- Things to do -
**A.** Answer these questions from the article on the Karen rebel offensive in Myanmar:
(i) Which DKBA battalion entered Myawaddy on election day, and who commanded it?
(ii) In what year was Pyathounzu seized from Mon and Karen rebels?
(iii) On what date did the Myanmese government impose its unilateral border closure?
**B.** Continue the article on the Karen rebel offensive in Myanmar from the point where it stops.

- Source extract -
:::

Karen rebels go on offensive in Myanmar
By Brian McCartan
While Myanmar's generals held their stage-managed elections, an ethnic rebel
group forcibly seized control of two border towns and highlighted immediately
the polls' ineffectiveness at achieving national reconciliation.
Government forces on Tuesday forced the Democratic Karen Buddhist Army (DKBA)
out of Myawaddy and Pyathounzu towns, but the attacks already had significant
repercussions for the transition from military to civilian rule.
DKBA troops of the 902nd Battalion under Lieutenant Colonel Kyaw Thet entered
Myawaddy on Sunday afternoon, the day of the elections, and took over
government offices, including a police station and the local headquarters of
Military Affairs Security
(MAS), Myanmar's military intelligence agency. Colonel Lah Pweh, the leader of
the DKBA's 5th Brigade, claimed it was necessary to intervene to protect people
from being forced to vote by the military.
Lah Pweh's motives, however, were apparently more calculated, according to
Karen sources familiar with the situation. Realizing that the DKBA would likely
be attacked for its refusal to join the government's new Border Guard Force
(BGF) units, which as proposed require ethnic armies to cede control of their
arms and soldiers to the Myanmar military, he seized the initiative while
international attention was focused on the country.
Myawaddy was the only significant border town that had never been seized by
ethnic or communist forces during the 62 years of civil war that followed
Myanmar - also known as Burma - achieving independence from colonial rule in
1948. A fierce battle was fought for the town in March 1974, but Karen National
Union (KNU) and allied forces were forced to retreat after five days of
fighting. Pyathounzu was seized from Mon and Karen rebels in 1990.
At least three civilians were killed during this week's fighting, including one
Thai who was killed by a stray mortar round that landed on the Thai side of the
border. The exile-run magazine the Irrawaddy reported that witnesses saw around
30 bodies of army and DKBA soldiers in the town. At least 30 other people were
injured. At Three Pagodas Pass, near Pyathounzu, reports said that at least one
Myanmese policeman and two children were killed and more injured, including
three Thai soldiers apparently hit by an artillery round.
As many as 20,000-25,000 townspeople and villagers from Myanmar fled to
Thailand as a result of the fighting in the Myawaddy area. Refugee officials
reported that another 3,000 refugees fled the fighting in Pyathounzu.
Most of the refugees from Myawaddy returned home from across the Thai border on
Tuesday after the government announced that the DKBA had been driven out of the
town. Others have since trickled back out, over fear of new fighting or to
escape an army conscription drive to force civilians to serve as porters for
military operations. Thai army and border police units were sent to guard the
border and prevent a spillover of fighting.
Border trade was already severely curtailed by a unilateral border closure
imposed by the Myanmese government on July 19. The reasons for the closure were
never officially stated, but many observers felt it was tied to the elections.
The Mae Sot-Myawaddy crossing is the most direct land route between Bangkok and
Yangon and the most significant of the trade arteries between the two
countries. The crossing at Three Pagodas Pass is less significant, but it is
close to the controversial Yadana gas pipeline and a recently agreed US$8
billion project to construct a deep-sea port at Tavoy and a road linking it to
On November 5, the Thai cabinet approved in principle a plan to establish a new
Mae Sot economic zone to increase border trade and investment as part of the
Asian Development Bank's East-West Economic Corridor (EWEC) scheme. The EWEC
aims to link the economies of Myanmar, Thailand, Laos and Vietnam through a
network of transportation routes, especially the highway that runs through
Myawaddy and Mae Sot. Thailand was projecting that around $1 billion in profits
could be made this year through the Mae Sot–Myawaddy crossing.

:::

- Data lines -

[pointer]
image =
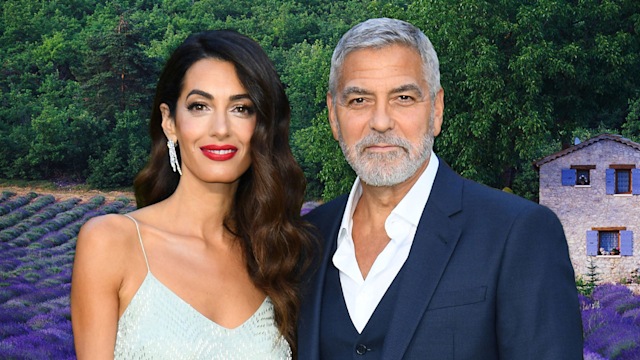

:::

- The replies -
**A.**
(i) The 902nd Battalion, under Lieutenant Colonel Kyaw Thet.
(ii) 1990.
(iii) July 19.

**B.**
Instead, Thai-Myanmar border regions are teetering towards warfare. New
fighting has also been reported in other areas of southern and central Karen
State. DKBA units initially overran several army camps and captured a deputy
battalion commander. Counterattacks by the army, however, have forced the DKBA
out of their headquarters at the border village of Waley, south of Myawaddy.
There have also been reports of DKBA units ambushing troops being sent to
reinforce units closer to the border, and that some BGF units have defected to
Lah Pweh's forces and smaller Karen ceasefire groups. Various Karen rebels may
also have joined forces with Lah Pweh, as have some Mon fighters, though its
unclear from which group.
The DKBA was formed in 1994 in response to perceived corruption by some KNU
military officers and political leaders, most of whom were Christian while the
rank and file was mostly Buddhist. The dissatisfaction led to a mutiny in the
KNU's armed wing, the KNLA, and the defectors formed an alliance with the
Myanmar Army. The split resulted in the loss of the KNU's long-time
headquarters at Manerplaw in January 1995 and eventually the loss of most of
its “liberated area” in eastern Myanmar.
In the 16 years since the split, the stability and security that came with the
DKBA's alliance with the government allowed the group's leaders to pursue
lucrative business interests, including taxation of legitimate border trade as
well as smuggling in automobiles, cattle, logging, minerals and, allegedly,
narcotics. Some of the profits were put into increasing the size of military
units and sourcing better weapons, ammunition and equipment.
By 2006 the DKBA was considered the most loyal of the ethnic organizations
allied to the junta, according to a classified Myanmese government document
seen by Asia Times Online. That loyalty was tested by the junta's demand in
April 2009 for the DKBA to join BGF scheme. The BGF is a key element of the
junta's so-called “roadmap to democracy”. It envisions the formation of new
battalions from ethnic fighters who would be paid, armed, equipped and,
crucially, commanded by the government.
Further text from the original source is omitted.